>> START

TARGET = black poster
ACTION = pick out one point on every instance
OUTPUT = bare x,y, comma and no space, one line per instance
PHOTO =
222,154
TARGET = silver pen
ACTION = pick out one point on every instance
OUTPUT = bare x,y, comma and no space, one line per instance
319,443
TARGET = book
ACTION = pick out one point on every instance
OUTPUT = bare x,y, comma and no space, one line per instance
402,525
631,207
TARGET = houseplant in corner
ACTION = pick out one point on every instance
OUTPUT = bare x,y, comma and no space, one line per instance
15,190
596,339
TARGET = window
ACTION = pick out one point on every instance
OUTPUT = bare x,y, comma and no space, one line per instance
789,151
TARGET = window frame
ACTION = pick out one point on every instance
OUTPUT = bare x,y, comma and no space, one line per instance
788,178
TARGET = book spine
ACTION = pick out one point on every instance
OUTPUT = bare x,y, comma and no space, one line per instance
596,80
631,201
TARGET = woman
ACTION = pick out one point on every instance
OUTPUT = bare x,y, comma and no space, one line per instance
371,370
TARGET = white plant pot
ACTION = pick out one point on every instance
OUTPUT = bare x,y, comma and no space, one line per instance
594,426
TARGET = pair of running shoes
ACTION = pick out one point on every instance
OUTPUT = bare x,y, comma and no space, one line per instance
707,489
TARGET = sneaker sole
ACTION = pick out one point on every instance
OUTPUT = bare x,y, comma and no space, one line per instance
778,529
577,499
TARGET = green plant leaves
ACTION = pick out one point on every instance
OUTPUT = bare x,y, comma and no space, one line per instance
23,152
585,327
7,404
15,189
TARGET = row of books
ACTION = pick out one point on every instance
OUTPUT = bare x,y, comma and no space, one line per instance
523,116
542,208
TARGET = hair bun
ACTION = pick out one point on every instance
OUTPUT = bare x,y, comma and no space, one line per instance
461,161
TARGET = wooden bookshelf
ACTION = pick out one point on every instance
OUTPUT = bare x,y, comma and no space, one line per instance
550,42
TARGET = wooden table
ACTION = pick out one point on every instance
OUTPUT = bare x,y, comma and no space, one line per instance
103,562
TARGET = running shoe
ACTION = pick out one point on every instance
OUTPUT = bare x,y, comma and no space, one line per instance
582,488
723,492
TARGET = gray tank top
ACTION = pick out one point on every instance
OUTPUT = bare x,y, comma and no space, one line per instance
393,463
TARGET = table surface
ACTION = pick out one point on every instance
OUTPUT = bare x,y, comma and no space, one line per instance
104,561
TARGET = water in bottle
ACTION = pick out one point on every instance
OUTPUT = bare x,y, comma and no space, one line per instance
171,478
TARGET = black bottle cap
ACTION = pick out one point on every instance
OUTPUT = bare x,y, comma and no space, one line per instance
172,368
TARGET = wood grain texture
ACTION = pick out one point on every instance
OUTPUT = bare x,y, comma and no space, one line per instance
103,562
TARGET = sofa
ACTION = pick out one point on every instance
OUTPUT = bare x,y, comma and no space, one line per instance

>> END

**Requirements:**
Write out all the entries exactly.

**Task result:**
TARGET = black poster
ACTION = pick out one point on every instance
OUTPUT = bare x,y, comma and no space, one line per instance
PHOTO =
222,154
TARGET = silver pen
ACTION = pick out one point on every instance
OUTPUT = bare x,y, comma and no space, one line per instance
319,443
TARGET = book
ACTION = pick out one point on every instance
OUTPUT = bare x,y, comma and no space, one line per instance
402,525
631,207
TARGET = houseplant in corner
ACTION = pick out one point on every instance
OUTPUT = bare x,y, comma and no space, one line per instance
15,190
596,339
TARGET = window
ACTION = pick out one point on every instance
OUTPUT = bare x,y, comma and no space, one line per instance
789,151
TARGET = window frame
ACTION = pick out one point on every instance
OUTPUT = bare x,y, comma and no space, one line per instance
788,178
TARGET = book spine
ACTION = pick out one point on every instance
OUTPUT = bare x,y, comma and no space, one line per instance
596,80
631,201
TARGET = woman
ACTION = pick out one point on every instance
OUTPUT = bare x,y, comma and no space, one line per instance
371,370
TARGET = white plant pot
ACTION = pick out one point on every instance
OUTPUT = bare x,y, comma and no space, one line per instance
594,426
TARGET = pair of running shoes
ACTION = pick out one point on every instance
OUTPUT = bare x,y, comma and no space, one line per instance
707,489
TARGET = sneaker sole
ACTION = pick out one point on every instance
OUTPUT = bare x,y, comma and no space, one line per instance
778,529
577,499
TARGET = green plant leaves
ACTION = pick out one point on every instance
OUTPUT = bare x,y, comma and no space, one line per instance
23,152
585,327
7,404
15,189
TARGET = row of books
ACTION = pick out one point on every instance
OUTPUT = bare x,y, comma and no space, one line per instance
523,116
542,208
TARGET = hair bun
ACTION = pick out one point on every instance
OUTPUT = bare x,y, comma and no space, one line per instance
461,161
TARGET = wooden bookshelf
ACTION = pick out one point on every instance
OUTPUT = bare x,y, comma and no space, one line per instance
550,42
TARGET = wooden table
ACTION = pick out one point on every instance
OUTPUT = bare x,y, comma and no space, one line per instance
103,562
TARGET = running shoe
ACTION = pick out one point on every instance
OUTPUT = bare x,y, comma and no space, one line per instance
582,488
723,492
TARGET = gray tank top
ACTION = pick out one point on every instance
OUTPUT = bare x,y, comma and no space, one line per instance
393,463
TARGET = table surface
ACTION = pick out one point on every instance
OUTPUT = bare x,y, comma and no space, one line per instance
104,561
TARGET = water in bottle
ACTION = pick out one point on every instance
OUTPUT = bare x,y, comma and no space, one line per instance
171,478
TARGET = black bottle cap
ACTION = pick out one point on every instance
OUTPUT = bare x,y, comma and no space, one line per instance
172,368
TARGET = wood grain texture
ACTION = pick out one point on every instance
OUTPUT = bare x,y, comma and no space, one line per instance
103,562
TARGET = sofa
ACTION = pick out one point on every instance
OUTPUT = bare x,y, comma and no space, one line per instance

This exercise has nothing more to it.